* **Verilen Görev**
Aşağıdaki blog yazısında "Perşembe, Şubat 28, 2008" sözleriyle başlayıp "ilgileniyor olması gerekiyor." sözlerine kadar süren bölümü hiçbir değişiklik yapmadan geri verin.
═══ Belge Kesiti
Perşembe, Şubat 28, 2008
Sessiz Takipçiler Ses Verdi
Ne kadar çok sessiz takipçim olduğumu öğreniyorum birer birer. Blog yazmak yazdığın türe göre çok kişisel bir paylaşım olabiliyor. Yani insanların seni merak edip takip etmesi için gerçekten yazdıklarınla seninle ilgileniyor olması gerekiyor.
Şimdiye kadar aklıma geldikçe yazardım evde bir dolap defterim var harflerle doldurulmuş. Milyonlarca kelimem var. Ama kendi kendime yazıyordum. Birilerinin eline tutuşturup da "okur musun?" diyemiyor tabi insan. Sonra blogger oldum. Böylece daha fazla yazmaya başladım ama kendi kendime mi yazıp okuduğumu bir türlü anlayamıyordum. Arkadaşlarımın, yakınlarımın okuduğunu biliyordum ama fazlasından emin olamıyor insan.
Ama son zamanlarda bırakılan yorumlardan anladım ki; daha fazlası varmış.
Özgür bırak blog dünyasını gelip Facebook'ta buldu beni. Hakan var; neredeyse Rize'den akraba çıktığımız. Dün de Küheylan ve Sıdıka ses verdiler. Üstelik onlar da blog yazmaya başlamışlar.
Bi de diğer takip ve destekçilerim var ki; birbirimizle gerçek hayatta hiç temasımız olmasa bile güzel bir iletişim paylaşım kurduğumuzu düşündüğüm. Sofi, Degree, Asortik, Sanem ve diğerleri. Zaten hepsinin linkleri "Okuduklarım" bölümünde. Yakında yenilerinin de ekleneceğinden hiç şüphem yok.
══════
═══ Gösterilen Veriler
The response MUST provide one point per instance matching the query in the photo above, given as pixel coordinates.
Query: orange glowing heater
══════
* **Yazılı Yanıt**
Perşembe, Şubat 28, 2008
Sessiz Takipçiler Ses Verdi
Ne kadar çok sessiz takipçim olduğumu öğreniyorum birer birer. Blog yazmak yazdığın türe göre çok kişisel bir paylaşım olabiliyor. Yani insanların seni merak edip takip etmesi için gerçekten yazdıklarınla seninle ilgileniyor olması gerekiyor.